Start Text to read
# Pluto Nobello



## Christina (Feb 23, 2007)

Just felt like posting some pics of the lipizzan horse I'm riding four days a week  He's 22 years old! Enjoy!

















April 06 (when I started riding him!)

















May 06 (I miss that long mane..!)

















June 06

























July 06









October 06









November 06

































December 06

















January 07

















February 07


----------



## Prince#Rider (Dec 29, 2006)

I love the last picture! It is SO cute


----------



## englishcowgrl (Jan 24, 2007)

i love the black and white one and the last one..i love lipizzan's, i think they are awesome and beautiful!, you are very lucky


----------



## Christina (Feb 23, 2007)

Funny? Ok.. :roll: 
Thank you Prince Rider and englishcowgirl!


----------



## Our boyjack (Jan 21, 2007)

Thanks they are really lovely to look at, you look like you have heaps of fun with him. 

:lol:


----------



## * Dusky Cowgirl * (Feb 21, 2007)
End Text to read
• [Job]
Repeat word for word everything in the thread about the Lipizzan horse from "## Our boyjack" down to "(Feb 21, 2007)".
Start Entries supplied
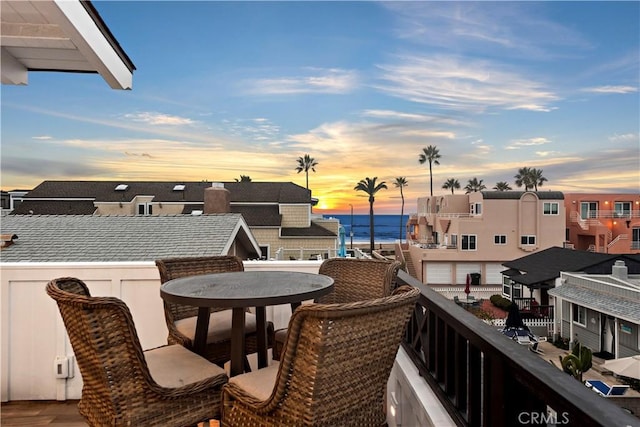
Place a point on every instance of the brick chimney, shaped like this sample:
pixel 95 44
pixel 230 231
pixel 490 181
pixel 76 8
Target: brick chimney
pixel 216 199
pixel 620 271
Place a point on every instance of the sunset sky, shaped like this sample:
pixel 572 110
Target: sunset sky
pixel 224 89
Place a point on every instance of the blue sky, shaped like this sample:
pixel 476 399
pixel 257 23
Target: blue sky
pixel 224 89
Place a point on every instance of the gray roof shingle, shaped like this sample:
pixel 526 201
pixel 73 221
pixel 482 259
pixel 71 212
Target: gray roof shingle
pixel 603 302
pixel 80 238
pixel 105 191
pixel 547 264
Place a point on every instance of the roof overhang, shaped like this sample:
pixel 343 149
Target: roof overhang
pixel 59 35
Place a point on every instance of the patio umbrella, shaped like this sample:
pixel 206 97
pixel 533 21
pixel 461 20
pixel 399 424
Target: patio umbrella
pixel 342 249
pixel 467 289
pixel 514 320
pixel 626 366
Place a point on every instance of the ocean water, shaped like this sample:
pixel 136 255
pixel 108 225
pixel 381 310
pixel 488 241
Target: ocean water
pixel 386 227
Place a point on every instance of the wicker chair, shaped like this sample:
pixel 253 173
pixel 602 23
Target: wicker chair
pixel 122 385
pixel 181 319
pixel 353 280
pixel 334 368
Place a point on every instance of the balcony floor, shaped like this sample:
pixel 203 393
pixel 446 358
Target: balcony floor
pixel 49 413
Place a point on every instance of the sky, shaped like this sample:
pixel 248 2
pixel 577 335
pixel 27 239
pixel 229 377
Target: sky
pixel 224 89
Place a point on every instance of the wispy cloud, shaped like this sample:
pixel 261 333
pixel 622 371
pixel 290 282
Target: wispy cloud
pixel 518 29
pixel 611 89
pixel 153 118
pixel 412 117
pixel 626 137
pixel 530 142
pixel 468 85
pixel 315 80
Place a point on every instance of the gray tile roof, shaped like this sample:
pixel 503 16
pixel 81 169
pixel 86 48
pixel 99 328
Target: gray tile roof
pixel 603 302
pixel 314 231
pixel 55 207
pixel 542 195
pixel 104 191
pixel 75 238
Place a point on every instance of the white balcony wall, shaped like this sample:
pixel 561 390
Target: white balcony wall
pixel 33 334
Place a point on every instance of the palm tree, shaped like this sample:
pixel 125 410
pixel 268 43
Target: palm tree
pixel 304 164
pixel 536 178
pixel 430 154
pixel 502 186
pixel 474 185
pixel 451 184
pixel 531 178
pixel 523 177
pixel 369 186
pixel 401 182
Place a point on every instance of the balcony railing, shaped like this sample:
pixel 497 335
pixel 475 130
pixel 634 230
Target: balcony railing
pixel 483 379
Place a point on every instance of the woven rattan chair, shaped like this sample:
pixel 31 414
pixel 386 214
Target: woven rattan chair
pixel 354 279
pixel 181 319
pixel 334 368
pixel 122 385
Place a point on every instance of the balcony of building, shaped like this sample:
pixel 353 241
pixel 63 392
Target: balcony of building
pixel 451 369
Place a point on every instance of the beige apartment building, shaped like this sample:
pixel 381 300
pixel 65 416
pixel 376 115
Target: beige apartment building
pixel 606 223
pixel 454 235
pixel 279 214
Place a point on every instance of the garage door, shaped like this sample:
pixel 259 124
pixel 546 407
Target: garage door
pixel 462 269
pixel 493 274
pixel 438 273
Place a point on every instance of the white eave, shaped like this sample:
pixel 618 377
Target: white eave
pixel 59 35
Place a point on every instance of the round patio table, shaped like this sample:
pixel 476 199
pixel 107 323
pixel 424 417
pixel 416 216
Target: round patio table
pixel 238 291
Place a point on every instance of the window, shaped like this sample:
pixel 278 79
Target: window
pixel 622 209
pixel 145 209
pixel 469 242
pixel 588 210
pixel 510 288
pixel 551 208
pixel 579 315
pixel 527 240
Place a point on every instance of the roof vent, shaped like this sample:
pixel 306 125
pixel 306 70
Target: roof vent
pixel 619 270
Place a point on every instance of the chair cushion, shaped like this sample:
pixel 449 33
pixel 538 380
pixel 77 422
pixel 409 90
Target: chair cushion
pixel 219 326
pixel 259 383
pixel 174 366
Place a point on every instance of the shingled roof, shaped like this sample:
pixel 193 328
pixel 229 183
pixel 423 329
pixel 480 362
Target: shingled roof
pixel 166 191
pixel 87 238
pixel 546 265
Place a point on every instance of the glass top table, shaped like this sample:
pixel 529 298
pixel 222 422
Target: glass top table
pixel 238 291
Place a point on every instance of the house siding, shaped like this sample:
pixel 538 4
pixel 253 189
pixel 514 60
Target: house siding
pixel 295 215
pixel 628 342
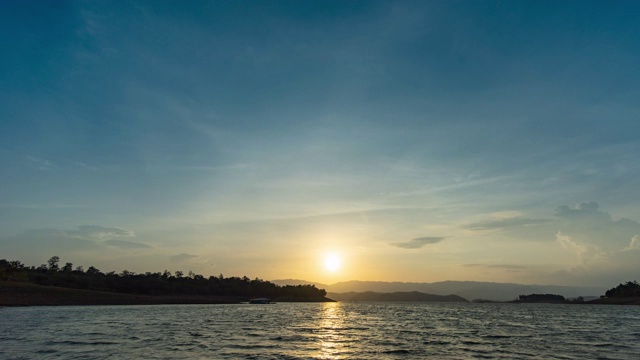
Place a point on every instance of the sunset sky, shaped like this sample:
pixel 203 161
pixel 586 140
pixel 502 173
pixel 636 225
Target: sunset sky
pixel 411 140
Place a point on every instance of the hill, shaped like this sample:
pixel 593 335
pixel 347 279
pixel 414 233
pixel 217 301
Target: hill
pixel 414 296
pixel 467 289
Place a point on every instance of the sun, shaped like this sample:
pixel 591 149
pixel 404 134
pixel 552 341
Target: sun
pixel 332 263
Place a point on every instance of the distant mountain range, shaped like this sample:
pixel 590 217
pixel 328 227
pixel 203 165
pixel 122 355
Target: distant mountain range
pixel 470 290
pixel 413 296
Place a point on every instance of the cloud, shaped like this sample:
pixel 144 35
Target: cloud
pixel 506 223
pixel 85 238
pixel 418 242
pixel 39 163
pixel 497 266
pixel 91 232
pixel 604 249
pixel 126 244
pixel 587 225
pixel 183 257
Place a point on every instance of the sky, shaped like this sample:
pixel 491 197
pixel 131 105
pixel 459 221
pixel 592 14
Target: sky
pixel 412 141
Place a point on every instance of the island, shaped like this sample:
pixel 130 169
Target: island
pixel 51 284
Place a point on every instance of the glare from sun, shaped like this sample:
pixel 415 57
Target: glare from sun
pixel 332 263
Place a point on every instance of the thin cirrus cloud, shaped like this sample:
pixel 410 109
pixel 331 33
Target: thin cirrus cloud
pixel 496 266
pixel 183 257
pixel 418 243
pixel 126 244
pixel 506 223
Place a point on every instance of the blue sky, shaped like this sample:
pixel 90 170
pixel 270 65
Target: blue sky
pixel 420 141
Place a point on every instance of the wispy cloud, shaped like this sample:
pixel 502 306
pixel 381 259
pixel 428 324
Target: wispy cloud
pixel 496 266
pixel 40 163
pixel 126 244
pixel 417 243
pixel 183 257
pixel 506 223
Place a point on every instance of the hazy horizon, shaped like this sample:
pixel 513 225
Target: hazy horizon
pixel 415 141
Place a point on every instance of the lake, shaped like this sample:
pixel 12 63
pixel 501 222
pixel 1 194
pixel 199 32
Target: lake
pixel 322 331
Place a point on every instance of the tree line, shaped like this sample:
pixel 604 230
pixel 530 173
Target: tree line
pixel 156 283
pixel 630 289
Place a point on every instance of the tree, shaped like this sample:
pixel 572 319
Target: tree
pixel 68 267
pixel 53 263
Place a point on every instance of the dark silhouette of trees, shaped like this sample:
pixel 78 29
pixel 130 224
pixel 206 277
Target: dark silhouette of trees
pixel 149 283
pixel 541 298
pixel 630 289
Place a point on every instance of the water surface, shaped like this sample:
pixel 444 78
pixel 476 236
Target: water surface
pixel 322 331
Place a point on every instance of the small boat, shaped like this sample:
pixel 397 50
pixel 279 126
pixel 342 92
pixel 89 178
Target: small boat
pixel 260 301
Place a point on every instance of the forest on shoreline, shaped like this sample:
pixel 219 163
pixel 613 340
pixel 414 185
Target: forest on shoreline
pixel 49 284
pixel 166 283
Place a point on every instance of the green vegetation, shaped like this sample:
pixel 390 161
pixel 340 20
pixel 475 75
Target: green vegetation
pixel 154 284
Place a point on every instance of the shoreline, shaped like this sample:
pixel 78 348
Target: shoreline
pixel 16 294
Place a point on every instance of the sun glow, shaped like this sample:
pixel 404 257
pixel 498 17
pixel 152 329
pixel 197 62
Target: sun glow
pixel 332 263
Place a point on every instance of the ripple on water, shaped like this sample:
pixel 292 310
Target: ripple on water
pixel 322 331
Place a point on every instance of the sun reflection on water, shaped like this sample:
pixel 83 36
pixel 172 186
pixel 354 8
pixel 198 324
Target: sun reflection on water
pixel 331 335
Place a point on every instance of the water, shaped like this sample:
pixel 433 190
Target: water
pixel 322 331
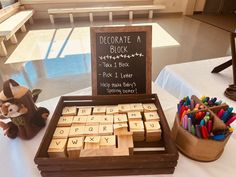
End Entries supplied
• [Output of the exercise]
## Our boyjack (Jan 21, 2007)

Thanks they are really lovely to look at, you look like you have heaps of fun with him. 

:lol:


----------



## * Dusky Cowgirl * (Feb 21, 2007)